Find every line in the records that holds the string "tight". Copy each one.

RECORD EXTRACTS:
· · · ·
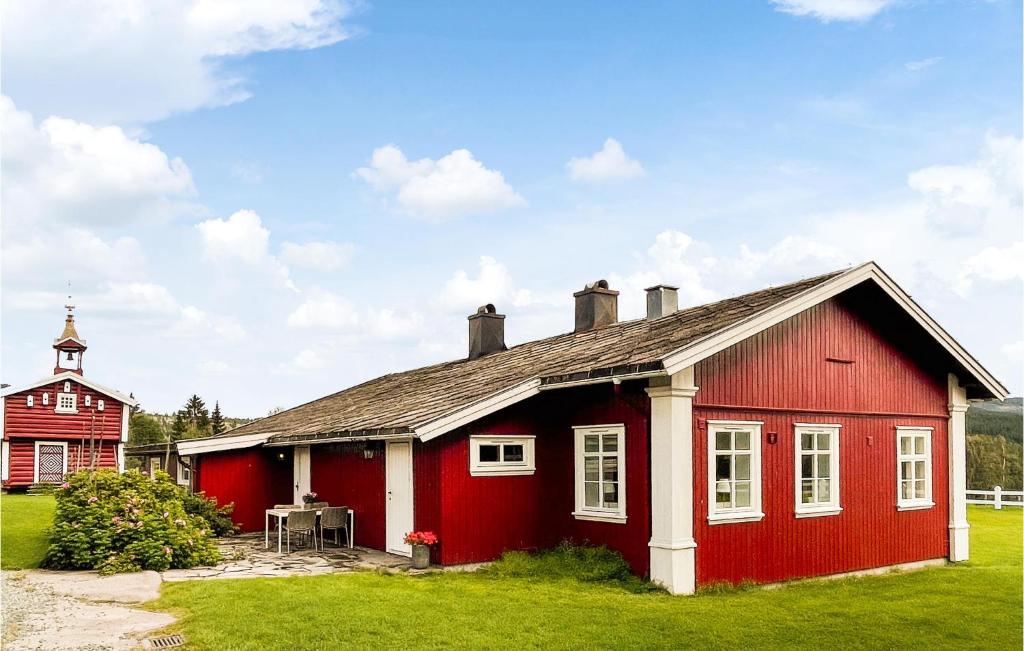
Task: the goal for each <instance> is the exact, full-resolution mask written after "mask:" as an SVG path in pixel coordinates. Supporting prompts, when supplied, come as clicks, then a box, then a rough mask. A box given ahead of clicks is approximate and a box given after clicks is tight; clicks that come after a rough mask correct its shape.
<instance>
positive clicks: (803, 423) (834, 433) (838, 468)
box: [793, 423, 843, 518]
· · · ·
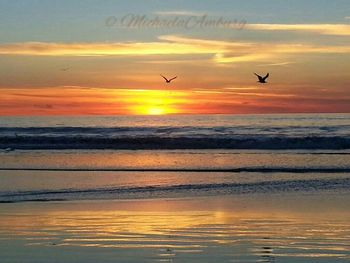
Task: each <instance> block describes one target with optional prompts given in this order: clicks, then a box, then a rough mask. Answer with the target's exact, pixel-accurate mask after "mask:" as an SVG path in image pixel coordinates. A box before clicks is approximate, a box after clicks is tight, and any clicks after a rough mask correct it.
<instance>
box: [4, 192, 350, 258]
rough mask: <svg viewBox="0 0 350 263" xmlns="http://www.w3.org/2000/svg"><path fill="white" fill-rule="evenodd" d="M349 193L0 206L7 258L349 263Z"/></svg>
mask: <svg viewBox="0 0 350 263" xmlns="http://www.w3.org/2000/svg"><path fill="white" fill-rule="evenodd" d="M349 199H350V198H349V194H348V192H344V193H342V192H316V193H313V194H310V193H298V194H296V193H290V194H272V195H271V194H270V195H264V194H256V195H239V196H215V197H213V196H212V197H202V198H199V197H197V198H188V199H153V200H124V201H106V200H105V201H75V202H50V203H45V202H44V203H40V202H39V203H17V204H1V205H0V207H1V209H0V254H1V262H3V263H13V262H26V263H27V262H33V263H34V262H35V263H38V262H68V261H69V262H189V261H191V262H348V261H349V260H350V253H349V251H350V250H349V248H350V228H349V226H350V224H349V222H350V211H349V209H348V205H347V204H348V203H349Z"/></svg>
· · · ·
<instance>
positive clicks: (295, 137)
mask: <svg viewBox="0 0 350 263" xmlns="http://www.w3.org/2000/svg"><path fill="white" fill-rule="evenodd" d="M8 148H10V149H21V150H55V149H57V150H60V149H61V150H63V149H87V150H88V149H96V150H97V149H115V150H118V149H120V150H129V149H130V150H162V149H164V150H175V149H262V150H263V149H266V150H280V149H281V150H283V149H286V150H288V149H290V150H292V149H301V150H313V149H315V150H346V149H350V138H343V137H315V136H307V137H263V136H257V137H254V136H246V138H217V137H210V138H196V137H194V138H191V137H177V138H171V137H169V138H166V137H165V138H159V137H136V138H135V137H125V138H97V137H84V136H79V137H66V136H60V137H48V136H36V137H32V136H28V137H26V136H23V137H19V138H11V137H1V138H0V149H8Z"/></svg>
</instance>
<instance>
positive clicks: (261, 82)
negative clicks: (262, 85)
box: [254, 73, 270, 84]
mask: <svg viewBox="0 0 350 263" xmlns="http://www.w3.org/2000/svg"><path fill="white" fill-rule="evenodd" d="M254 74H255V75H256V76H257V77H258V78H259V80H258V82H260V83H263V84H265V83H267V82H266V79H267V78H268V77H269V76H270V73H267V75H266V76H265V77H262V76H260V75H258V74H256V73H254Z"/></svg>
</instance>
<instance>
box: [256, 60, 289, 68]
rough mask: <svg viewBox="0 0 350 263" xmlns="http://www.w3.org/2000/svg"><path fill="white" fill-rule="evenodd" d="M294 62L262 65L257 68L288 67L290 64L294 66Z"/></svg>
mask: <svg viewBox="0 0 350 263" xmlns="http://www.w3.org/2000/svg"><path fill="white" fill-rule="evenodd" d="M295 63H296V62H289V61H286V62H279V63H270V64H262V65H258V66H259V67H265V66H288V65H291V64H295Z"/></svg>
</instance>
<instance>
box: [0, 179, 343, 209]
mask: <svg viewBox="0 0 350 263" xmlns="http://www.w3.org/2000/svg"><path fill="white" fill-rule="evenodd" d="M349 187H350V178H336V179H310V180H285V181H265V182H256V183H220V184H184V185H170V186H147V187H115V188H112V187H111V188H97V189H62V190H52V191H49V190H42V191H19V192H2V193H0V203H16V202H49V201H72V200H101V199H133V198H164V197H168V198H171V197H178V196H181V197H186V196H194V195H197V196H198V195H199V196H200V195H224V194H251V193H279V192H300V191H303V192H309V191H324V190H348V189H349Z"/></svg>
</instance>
· · · ·
ANSWER BOX:
Task: the goal for each <instance> is the exact, full-resolution mask written after "mask:" as an SVG path in pixel coordinates. Supporting prompts, when supplied, come as clicks, then a box, then a rough mask. A box given ahead of clicks is approximate and a box given after clicks is tight; clicks that come after a rough mask correct its shape.
Task: each <instance> block describes one target with optional prompts given in this order: clicks, then a box, then a rough mask. Answer with the target's exact, pixel-accurate mask after "mask:" as an SVG path in image pixel coordinates. A box before clicks is approximate, a box after clicks is tight, and any clicks after a rough mask correct it.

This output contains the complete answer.